Belarusian Premier League
- Season: 2021
- Dates: 12 March – 28 November 2021
- Champions: Shakhtyor Soligorsk
- Relegated: Sputnik Smorgon
- Champions League: Shakhtyor Soligorsk
- Conference League: BATE Borisov Gomel Dinamo Minsk
- Matches: 232
- Goals: 630 (2.72 per match)
- Top goalscorer: Dembo Darboe (19 goals)
- Biggest home win: Rukh Brest 7–1 Isloch Minsk Raion (13 August 2021) Torpedo-BelAZ Zhodino 7–1 Smorgon (2 October 2021)
- Biggest away win: Slavia Mozyr 0–6 Minsk (24 October 2021)
- Highest scoring: Rukh Brest 7–1 Isloch Minsk Raion (13 August 2021) Torpedo-BelAZ Zhodino 7–1 Smorgon (2 October 2021)
- Longest winning run: 13 matches Shakhtyor Soligorsk
- Longest unbeaten run: 17 matches Shakhtyor Soligorsk
- Longest winless run: 14 matches Smorgon
- Longest losing run: 6 matches Sputnik Rechitsa

= 2021 Belarusian Premier League =

The 2021 Belarusian Premier League was the 31st season of top-tier football in Belarus. Shakhtyor Soligorsk were the defending champions, having won their second league title last year. Shakhtyor Soligorsk won their third Belarusian Premier League title.

==Teams==

The bottom two teams from the 2020 season (Belshina Bobruisk and Smolevichi) were relegated to the First League (both relegated after one-year in the top flight). They were replaced by Sputnik Rechitsa (promoted to the top-flight for the first time in their history) and Gomel (promoted after a one-year absence), champions and runners-up of the 2020 Belarusian First League respectively.

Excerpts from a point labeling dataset
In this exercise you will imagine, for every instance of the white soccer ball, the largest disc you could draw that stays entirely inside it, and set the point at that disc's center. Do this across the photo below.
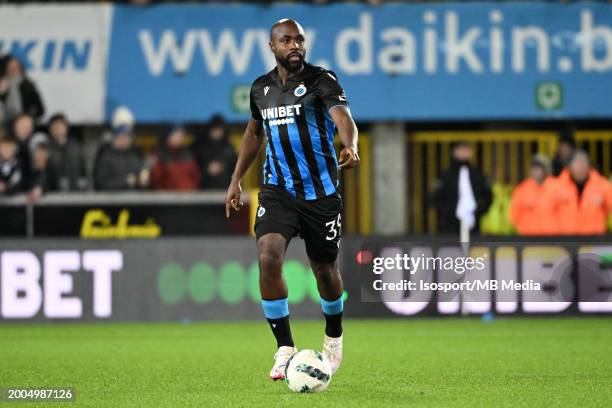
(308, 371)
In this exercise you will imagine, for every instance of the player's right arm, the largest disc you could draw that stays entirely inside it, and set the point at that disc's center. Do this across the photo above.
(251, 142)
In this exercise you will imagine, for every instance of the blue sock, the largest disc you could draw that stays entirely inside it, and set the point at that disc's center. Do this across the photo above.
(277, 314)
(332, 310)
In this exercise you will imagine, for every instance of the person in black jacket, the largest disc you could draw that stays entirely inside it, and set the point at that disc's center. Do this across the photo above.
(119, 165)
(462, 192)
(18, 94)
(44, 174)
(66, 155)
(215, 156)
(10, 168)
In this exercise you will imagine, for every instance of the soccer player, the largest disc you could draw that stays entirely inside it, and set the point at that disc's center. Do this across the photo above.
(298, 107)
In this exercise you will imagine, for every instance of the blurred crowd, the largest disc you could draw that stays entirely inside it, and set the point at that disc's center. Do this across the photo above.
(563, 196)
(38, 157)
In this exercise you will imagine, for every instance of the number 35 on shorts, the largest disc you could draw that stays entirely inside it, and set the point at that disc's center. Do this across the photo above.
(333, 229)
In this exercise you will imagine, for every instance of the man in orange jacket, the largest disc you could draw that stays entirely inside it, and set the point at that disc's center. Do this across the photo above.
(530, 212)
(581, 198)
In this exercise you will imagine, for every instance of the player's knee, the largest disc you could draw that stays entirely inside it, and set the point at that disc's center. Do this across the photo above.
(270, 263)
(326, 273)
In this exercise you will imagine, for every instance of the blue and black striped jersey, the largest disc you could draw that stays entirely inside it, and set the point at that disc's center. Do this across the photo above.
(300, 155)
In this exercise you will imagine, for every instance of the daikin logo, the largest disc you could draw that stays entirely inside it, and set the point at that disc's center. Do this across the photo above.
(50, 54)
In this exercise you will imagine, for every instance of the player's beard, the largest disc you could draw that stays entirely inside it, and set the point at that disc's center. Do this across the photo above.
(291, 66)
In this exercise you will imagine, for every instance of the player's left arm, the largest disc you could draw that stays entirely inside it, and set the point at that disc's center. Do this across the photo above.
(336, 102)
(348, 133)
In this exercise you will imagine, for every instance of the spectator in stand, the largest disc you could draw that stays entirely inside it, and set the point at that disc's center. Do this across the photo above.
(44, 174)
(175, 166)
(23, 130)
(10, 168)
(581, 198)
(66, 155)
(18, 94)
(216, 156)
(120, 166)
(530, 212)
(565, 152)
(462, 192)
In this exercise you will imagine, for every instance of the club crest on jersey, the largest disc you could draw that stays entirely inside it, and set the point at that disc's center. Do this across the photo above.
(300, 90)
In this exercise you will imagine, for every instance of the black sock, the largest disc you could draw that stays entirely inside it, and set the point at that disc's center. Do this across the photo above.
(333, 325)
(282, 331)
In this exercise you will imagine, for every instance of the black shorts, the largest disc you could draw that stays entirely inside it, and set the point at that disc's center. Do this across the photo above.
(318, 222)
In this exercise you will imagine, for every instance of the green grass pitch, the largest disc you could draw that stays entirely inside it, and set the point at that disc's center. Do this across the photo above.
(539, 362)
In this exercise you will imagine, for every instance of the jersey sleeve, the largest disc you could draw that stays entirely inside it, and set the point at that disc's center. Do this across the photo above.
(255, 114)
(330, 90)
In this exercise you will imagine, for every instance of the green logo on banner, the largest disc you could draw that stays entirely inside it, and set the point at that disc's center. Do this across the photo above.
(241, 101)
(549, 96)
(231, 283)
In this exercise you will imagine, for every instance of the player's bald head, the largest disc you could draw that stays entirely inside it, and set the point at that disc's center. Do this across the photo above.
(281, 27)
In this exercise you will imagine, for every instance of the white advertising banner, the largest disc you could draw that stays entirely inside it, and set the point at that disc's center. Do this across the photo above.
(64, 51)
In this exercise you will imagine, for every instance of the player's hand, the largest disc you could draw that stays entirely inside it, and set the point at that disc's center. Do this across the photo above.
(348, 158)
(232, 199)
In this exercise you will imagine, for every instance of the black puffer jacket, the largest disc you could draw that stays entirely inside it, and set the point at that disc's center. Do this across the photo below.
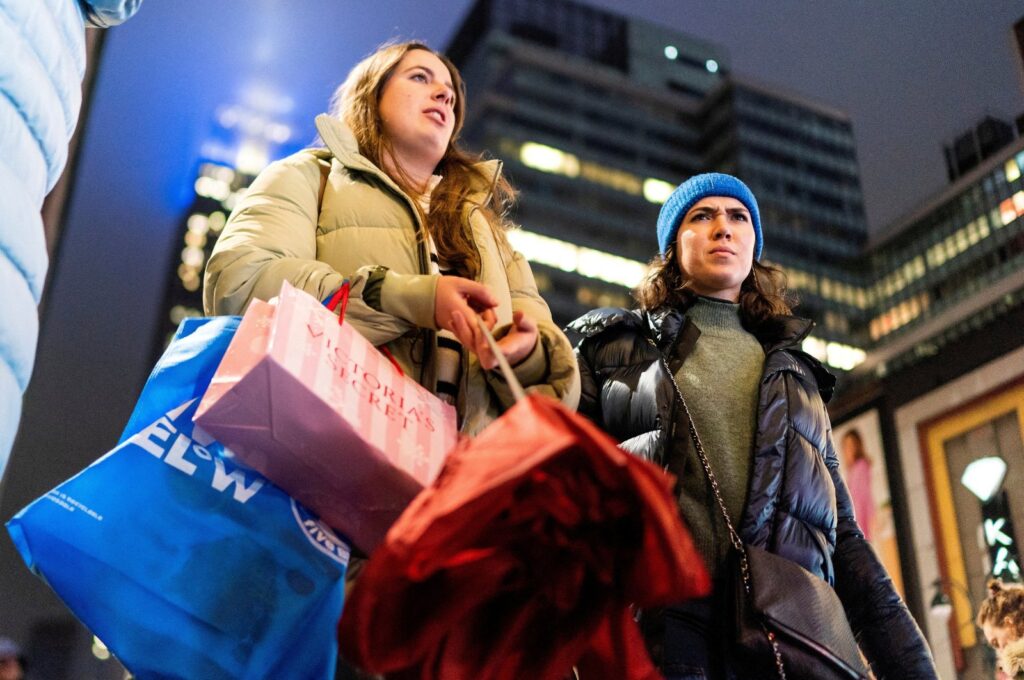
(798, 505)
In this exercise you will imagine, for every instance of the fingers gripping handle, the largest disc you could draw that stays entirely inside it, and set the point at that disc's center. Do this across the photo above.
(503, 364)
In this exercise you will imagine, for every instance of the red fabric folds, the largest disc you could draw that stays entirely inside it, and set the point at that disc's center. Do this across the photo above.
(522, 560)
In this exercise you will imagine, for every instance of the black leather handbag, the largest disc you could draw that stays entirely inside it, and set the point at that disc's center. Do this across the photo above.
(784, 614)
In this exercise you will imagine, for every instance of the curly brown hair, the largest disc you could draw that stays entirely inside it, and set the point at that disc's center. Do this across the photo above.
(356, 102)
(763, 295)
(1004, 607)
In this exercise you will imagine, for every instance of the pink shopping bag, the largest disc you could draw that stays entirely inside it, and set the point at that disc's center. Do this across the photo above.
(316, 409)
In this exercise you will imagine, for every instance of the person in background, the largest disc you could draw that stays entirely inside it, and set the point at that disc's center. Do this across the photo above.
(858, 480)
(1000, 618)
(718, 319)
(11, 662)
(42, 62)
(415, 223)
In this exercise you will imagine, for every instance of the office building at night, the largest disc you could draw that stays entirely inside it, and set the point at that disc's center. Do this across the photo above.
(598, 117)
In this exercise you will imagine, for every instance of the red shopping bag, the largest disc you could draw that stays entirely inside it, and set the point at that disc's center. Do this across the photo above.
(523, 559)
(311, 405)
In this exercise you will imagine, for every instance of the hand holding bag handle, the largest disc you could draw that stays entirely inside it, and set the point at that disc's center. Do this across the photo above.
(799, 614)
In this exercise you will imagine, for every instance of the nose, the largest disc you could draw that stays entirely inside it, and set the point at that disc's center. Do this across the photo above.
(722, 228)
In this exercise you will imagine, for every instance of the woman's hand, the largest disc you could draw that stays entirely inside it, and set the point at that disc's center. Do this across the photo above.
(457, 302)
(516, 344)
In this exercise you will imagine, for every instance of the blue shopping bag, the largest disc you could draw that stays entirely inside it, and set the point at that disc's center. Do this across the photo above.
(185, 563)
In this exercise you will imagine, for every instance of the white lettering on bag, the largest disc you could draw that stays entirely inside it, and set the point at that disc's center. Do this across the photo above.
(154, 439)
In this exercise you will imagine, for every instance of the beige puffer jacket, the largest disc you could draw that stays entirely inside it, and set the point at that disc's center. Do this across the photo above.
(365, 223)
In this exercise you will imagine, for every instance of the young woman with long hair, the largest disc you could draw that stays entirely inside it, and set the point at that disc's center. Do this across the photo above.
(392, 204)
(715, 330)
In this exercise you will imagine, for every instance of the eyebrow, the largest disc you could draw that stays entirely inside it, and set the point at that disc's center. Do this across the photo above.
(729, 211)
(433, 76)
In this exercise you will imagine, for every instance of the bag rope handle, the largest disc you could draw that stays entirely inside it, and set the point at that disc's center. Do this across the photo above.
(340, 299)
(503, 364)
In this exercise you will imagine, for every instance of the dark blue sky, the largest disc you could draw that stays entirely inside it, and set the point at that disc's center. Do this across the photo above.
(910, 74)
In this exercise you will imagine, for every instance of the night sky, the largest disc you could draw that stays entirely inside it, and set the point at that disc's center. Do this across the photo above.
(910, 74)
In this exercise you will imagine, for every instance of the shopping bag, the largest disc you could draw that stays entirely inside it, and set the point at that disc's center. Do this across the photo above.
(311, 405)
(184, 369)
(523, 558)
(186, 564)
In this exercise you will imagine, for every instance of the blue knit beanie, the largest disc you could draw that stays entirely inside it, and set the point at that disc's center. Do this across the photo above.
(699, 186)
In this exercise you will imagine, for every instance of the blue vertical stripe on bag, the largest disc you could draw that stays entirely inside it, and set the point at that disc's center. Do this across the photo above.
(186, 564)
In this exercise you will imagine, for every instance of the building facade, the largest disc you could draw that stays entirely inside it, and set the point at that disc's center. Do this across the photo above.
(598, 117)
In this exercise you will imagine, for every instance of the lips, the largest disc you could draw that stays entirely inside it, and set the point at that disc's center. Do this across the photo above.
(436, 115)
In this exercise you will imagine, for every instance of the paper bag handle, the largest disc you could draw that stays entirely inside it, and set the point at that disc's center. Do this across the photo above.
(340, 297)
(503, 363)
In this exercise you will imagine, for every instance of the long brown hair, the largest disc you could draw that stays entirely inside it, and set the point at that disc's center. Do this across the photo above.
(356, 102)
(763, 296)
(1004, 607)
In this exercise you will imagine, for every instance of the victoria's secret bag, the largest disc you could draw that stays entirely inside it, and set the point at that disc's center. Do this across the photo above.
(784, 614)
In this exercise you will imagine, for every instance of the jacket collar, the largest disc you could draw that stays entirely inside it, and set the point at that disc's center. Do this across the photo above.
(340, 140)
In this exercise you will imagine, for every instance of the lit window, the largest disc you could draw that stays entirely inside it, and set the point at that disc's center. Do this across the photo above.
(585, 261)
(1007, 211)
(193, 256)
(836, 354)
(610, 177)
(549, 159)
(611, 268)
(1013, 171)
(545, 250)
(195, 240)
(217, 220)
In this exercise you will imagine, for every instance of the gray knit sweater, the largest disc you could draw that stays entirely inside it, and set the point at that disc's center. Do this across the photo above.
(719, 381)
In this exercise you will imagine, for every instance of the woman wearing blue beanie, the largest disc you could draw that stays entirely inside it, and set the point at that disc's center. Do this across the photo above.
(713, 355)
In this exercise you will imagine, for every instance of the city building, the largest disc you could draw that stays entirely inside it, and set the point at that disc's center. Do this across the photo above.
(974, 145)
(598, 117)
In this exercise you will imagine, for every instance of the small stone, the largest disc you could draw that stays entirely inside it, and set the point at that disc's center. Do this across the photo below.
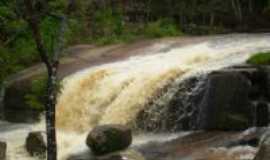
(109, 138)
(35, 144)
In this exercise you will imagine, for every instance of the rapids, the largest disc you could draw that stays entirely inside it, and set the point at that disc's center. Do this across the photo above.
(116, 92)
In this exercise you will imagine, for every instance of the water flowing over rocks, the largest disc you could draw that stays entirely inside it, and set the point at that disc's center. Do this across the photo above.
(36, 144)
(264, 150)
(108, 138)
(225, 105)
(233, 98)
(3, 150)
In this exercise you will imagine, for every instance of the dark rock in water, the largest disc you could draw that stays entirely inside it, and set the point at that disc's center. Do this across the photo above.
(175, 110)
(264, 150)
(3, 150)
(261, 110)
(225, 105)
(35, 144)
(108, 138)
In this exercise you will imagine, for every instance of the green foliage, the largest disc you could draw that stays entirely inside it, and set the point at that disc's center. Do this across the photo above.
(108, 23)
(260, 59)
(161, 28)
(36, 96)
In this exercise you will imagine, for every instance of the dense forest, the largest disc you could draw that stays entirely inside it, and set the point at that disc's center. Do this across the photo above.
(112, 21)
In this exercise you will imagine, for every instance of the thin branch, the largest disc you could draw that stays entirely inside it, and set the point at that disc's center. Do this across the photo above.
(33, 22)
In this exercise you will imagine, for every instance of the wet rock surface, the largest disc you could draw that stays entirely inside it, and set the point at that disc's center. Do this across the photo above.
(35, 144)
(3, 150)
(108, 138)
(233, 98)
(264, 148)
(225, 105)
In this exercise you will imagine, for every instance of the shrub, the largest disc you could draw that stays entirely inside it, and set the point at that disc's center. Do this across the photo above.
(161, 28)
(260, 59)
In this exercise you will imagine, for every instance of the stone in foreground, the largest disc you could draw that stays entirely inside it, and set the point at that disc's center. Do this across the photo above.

• TASKS TO CARRY OUT:
(A) According to the Belarusian Premier League text, which season of top-tier football in Belarus was the 2021 season?
(B) From the Belarusian Premier League text, quote the passage that begins at the words "The 2021 Belarusian" and stops after "Premier League title.".
The lines are not required for this work.

• ANSWERS TO THE EXERCISE:
(A) It was the 31st season.

(B)
The 2021 Belarusian Premier League was the 31st season of top-tier football in Belarus. Shakhtyor Soligorsk were the defending champions, having won their second league title last year. Shakhtyor Soligorsk won their third Belarusian Premier League title.